[Natural-language object grounding data]
>>>>>

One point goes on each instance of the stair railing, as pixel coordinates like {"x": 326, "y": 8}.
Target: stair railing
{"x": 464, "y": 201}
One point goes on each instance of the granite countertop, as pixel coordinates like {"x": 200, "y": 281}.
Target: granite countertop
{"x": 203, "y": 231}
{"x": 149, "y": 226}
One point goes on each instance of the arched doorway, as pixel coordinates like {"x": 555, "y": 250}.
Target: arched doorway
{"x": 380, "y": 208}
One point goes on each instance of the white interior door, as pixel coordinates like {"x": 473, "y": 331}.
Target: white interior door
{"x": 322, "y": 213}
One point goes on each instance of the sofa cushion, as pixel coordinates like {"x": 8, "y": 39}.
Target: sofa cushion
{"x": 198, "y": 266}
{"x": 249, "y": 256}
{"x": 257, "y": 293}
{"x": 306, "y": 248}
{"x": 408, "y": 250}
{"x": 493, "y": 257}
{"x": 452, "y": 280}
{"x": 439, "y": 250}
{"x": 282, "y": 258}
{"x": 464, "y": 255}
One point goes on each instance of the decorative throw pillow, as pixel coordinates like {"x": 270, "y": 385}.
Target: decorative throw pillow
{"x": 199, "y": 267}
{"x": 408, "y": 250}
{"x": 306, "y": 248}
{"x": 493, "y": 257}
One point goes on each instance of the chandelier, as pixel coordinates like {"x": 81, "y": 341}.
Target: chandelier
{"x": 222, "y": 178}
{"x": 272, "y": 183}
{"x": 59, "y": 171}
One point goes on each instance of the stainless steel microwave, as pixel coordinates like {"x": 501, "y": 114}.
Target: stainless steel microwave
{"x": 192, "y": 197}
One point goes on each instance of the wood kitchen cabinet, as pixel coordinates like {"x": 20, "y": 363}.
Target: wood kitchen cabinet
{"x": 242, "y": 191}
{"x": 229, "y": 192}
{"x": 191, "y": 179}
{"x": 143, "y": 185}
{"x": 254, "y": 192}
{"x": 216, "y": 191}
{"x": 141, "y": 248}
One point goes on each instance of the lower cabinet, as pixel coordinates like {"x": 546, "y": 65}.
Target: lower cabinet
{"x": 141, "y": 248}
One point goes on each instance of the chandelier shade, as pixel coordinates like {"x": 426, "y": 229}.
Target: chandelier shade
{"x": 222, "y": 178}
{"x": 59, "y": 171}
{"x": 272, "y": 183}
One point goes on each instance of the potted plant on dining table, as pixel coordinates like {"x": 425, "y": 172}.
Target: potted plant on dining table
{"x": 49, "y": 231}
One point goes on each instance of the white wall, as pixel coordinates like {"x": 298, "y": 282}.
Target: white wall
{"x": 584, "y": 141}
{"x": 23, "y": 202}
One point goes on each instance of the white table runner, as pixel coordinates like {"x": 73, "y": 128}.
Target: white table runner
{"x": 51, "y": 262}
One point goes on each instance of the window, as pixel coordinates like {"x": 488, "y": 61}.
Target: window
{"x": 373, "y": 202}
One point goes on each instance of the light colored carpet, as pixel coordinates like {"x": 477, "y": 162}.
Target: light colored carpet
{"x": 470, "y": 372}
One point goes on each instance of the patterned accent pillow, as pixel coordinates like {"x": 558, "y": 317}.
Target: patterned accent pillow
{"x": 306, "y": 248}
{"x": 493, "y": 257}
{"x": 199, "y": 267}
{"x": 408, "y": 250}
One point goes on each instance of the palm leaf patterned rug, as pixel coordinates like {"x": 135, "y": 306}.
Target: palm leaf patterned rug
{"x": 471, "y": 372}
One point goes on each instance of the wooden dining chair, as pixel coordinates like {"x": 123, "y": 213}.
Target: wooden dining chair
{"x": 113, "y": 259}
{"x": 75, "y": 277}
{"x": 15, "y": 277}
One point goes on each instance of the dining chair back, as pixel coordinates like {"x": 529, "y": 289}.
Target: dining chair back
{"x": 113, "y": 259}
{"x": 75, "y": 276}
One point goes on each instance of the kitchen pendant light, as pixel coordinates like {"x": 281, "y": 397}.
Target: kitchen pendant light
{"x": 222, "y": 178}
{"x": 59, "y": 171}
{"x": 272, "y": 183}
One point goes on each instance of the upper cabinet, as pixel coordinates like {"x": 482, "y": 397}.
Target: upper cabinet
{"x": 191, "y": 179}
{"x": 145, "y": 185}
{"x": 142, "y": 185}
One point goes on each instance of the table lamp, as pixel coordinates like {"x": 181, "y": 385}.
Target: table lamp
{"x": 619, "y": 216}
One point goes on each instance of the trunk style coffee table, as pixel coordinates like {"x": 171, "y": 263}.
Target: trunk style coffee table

<<<<<

#### Your assignment
The records above must be retyped in full. Keep each one exactly as it is.

#### Solution for this exercise
One point goes on each instance of the stair railing, as pixel coordinates like {"x": 326, "y": 8}.
Target: stair railing
{"x": 464, "y": 201}
One point goes on each instance of the granite countertop, as pixel coordinates like {"x": 200, "y": 281}.
Target: granite countertop
{"x": 203, "y": 231}
{"x": 149, "y": 226}
One point goes on each instance of the arched doorway, as pixel coordinates like {"x": 555, "y": 250}.
Target: arched doorway
{"x": 380, "y": 208}
One point goes on each instance of the white interior door, as pixel coordinates like {"x": 473, "y": 331}.
Target: white interior door
{"x": 322, "y": 213}
One point goes on each instance of the sofa cushion, as pixel coordinates like {"x": 8, "y": 39}.
Target: sofa cushion
{"x": 198, "y": 266}
{"x": 249, "y": 256}
{"x": 257, "y": 293}
{"x": 306, "y": 248}
{"x": 408, "y": 250}
{"x": 493, "y": 257}
{"x": 452, "y": 280}
{"x": 439, "y": 250}
{"x": 282, "y": 258}
{"x": 464, "y": 255}
One point goes on each instance of the decorative throw pillow, as pixel coordinates like {"x": 270, "y": 385}.
Target: decorative throw pillow
{"x": 199, "y": 267}
{"x": 408, "y": 250}
{"x": 306, "y": 248}
{"x": 493, "y": 257}
One point goes on each instance of the chandelier, as pixel coordinates like {"x": 81, "y": 341}.
Target: chandelier
{"x": 222, "y": 178}
{"x": 272, "y": 183}
{"x": 59, "y": 171}
One point goes on each instance of the stainless steel microwave, as pixel coordinates like {"x": 501, "y": 114}.
Target: stainless steel microwave
{"x": 192, "y": 197}
One point goes on each instance of the wood kitchen cabinet, as pixel coordinates like {"x": 20, "y": 363}.
Target: wood kitchen cabinet
{"x": 242, "y": 191}
{"x": 229, "y": 192}
{"x": 191, "y": 179}
{"x": 143, "y": 185}
{"x": 254, "y": 192}
{"x": 216, "y": 191}
{"x": 141, "y": 248}
One point goes on each instance of the lower cabinet, as pixel coordinates like {"x": 546, "y": 65}.
Target: lower cabinet
{"x": 141, "y": 248}
One point goes on each instance of the chandelier shade, as pixel coordinates like {"x": 426, "y": 229}.
Target: chandelier shade
{"x": 222, "y": 178}
{"x": 59, "y": 171}
{"x": 272, "y": 183}
One point goes on each instance of the potted plant on dining table, as pixel coordinates like {"x": 425, "y": 172}.
Target: potted plant on dining table
{"x": 49, "y": 231}
One point goes on each instance of the white wall, as pixel coordinates like {"x": 298, "y": 282}.
Target: white wall
{"x": 584, "y": 141}
{"x": 23, "y": 202}
One point goes on each instance of the white table runner, as pixel coordinates like {"x": 73, "y": 128}.
Target: white table runner
{"x": 51, "y": 262}
One point goes on each instance of the window, as pixel coordinates like {"x": 488, "y": 61}.
Target: window
{"x": 373, "y": 202}
One point goes on each instance of the light colored carpet, as pixel coordinates like {"x": 477, "y": 162}.
Target: light colored carpet
{"x": 470, "y": 372}
One point goes on each instance of the patterned accent pillow, as pixel coordinates like {"x": 558, "y": 317}.
Target: patterned accent pillow
{"x": 306, "y": 248}
{"x": 493, "y": 257}
{"x": 199, "y": 267}
{"x": 408, "y": 250}
One point goes on each instance of the palm leaf patterned rug, as pixel coordinates like {"x": 135, "y": 306}.
Target: palm leaf patterned rug
{"x": 471, "y": 372}
One point goes on each instance of the wooden dining chair, as pixel coordinates like {"x": 123, "y": 213}.
Target: wooden dining chair
{"x": 113, "y": 259}
{"x": 75, "y": 277}
{"x": 15, "y": 277}
One point goes on each instance of the dining chair back, as pixel coordinates like {"x": 529, "y": 289}.
Target: dining chair back
{"x": 113, "y": 259}
{"x": 75, "y": 276}
One point goes on each instance of the kitchen pendant light, as pixel coordinates like {"x": 281, "y": 397}.
Target: kitchen pendant light
{"x": 222, "y": 178}
{"x": 59, "y": 171}
{"x": 272, "y": 183}
One point goes on each instance of the upper cabinet, as pixel coordinates like {"x": 482, "y": 397}.
Target: upper cabinet
{"x": 191, "y": 179}
{"x": 145, "y": 185}
{"x": 142, "y": 185}
One point goes on each instance of the table lamp, as pixel coordinates like {"x": 181, "y": 385}.
Target: table lamp
{"x": 619, "y": 216}
One point goes on each instance of the trunk style coffee table, as pixel coordinates like {"x": 171, "y": 263}.
Target: trunk style coffee table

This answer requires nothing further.